- **Text**
* * *

Arzneimittelhersteller sollten bei Studienplanung früh an Nutzenbewertung denken

Köln/Berlin – Auf methodische Probleme bei der Studienplanung hat das Institut für Qualität und Wirtschaftlichkeit im Gesundheitswesen (IQWiG) hingewiesen. Dabei geht es um zwei Arzneimittel, in denen die Wirkstoffe zwar Wirkungen zeigten, die Behandlung in den Vergleichsarmen der Studien aber hinter den heutigen Versorgungsstandards zurückblieb.
Sie entsprachen damit nicht der zweckmäßigen Vergleichstherapie, die der Gemeinsame Bundesausschuss (G-BA) für die jeweilige frühe Nutzenbewertung festgelegt hatte– und das IQWiG konnte folglich auch keinen Zusatznutzen gegenüber der zweckmäßigen Vergleichstherapie attestieren.
Emicizumab bei Hämophilie A
Bei dem ersten Präparat handelt es sich um den monoklonalen Antikörper Emicizumab. Er ist für Patienten mit Hämophilie A und Faktor-VIII-Hemmkörpern zugelassen, und zwar nur zur Routineprophylaxe – nicht zur Akutbehandlung im Bedarfsfall, also etwa nach einem Stoß oder Sturz.
Der Hersteller postuliert einen Zusatznutzen und begründet das unter anderem mit einem randomisierten kontrollierten Vergleich zwischen Emicizumab und einer Bedarfsbehandlung. Der G-BA hat aber ausdrücklich eine Routineprophylaxe – und eben nicht Bedarfsbehandlung – zur zweckmäßigen Vergleichstherapie bestimmt, da diese nach derzeitigem Wissensstand Vorteile gegenüber einer Bedarfsbehandlung habe. Daher lässt sich aus dem vorliegenden Studienmaterial laut IQWiG kein Zusatznutzen ableiten.

* * *

- **Aufgabe**
Schreiben Sie den Text zur frühen Nutzenbewertung von Arzneimitteln von „Der Hersteller postuliert“ bis einschließlich „kein Zusatznutzen ableiten.“ wortgetreu ab. Die Datensätze stammen aus einer anderen Quelle als der Text.

Einträge des Datensatzes:
* * *

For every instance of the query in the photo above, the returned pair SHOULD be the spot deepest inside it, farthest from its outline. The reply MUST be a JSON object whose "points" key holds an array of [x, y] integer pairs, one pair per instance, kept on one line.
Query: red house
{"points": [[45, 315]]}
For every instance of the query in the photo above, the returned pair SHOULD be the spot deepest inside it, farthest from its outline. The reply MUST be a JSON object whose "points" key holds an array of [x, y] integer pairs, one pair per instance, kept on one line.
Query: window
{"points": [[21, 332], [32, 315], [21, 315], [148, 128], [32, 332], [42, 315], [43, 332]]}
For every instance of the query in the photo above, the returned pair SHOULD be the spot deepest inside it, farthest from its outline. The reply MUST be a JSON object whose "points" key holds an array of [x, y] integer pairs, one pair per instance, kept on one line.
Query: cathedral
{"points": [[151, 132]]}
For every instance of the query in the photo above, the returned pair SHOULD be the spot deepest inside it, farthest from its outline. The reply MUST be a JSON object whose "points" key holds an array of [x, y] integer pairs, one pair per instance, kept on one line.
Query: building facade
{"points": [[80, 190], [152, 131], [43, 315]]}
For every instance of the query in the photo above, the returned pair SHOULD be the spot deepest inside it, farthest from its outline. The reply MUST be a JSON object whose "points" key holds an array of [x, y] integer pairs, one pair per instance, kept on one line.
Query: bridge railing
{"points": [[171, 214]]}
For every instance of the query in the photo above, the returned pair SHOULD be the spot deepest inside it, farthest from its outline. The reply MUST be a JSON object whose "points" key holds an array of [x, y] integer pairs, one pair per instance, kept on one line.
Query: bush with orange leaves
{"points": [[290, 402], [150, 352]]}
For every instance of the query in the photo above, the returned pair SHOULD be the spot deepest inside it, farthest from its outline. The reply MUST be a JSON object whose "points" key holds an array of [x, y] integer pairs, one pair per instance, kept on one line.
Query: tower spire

* * *

- **Lösung**
Der Hersteller postuliert einen Zusatznutzen und begründet das unter anderem mit einem randomisierten kontrollierten Vergleich zwischen Emicizumab und einer Bedarfsbehandlung. Der G-BA hat aber ausdrücklich eine Routineprophylaxe – und eben nicht Bedarfsbehandlung – zur zweckmäßigen Vergleichstherapie bestimmt, da diese nach derzeitigem Wissensstand Vorteile gegenüber einer Bedarfsbehandlung habe. Daher lässt sich aus dem vorliegenden Studienmaterial laut IQWiG kein Zusatznutzen ableiten.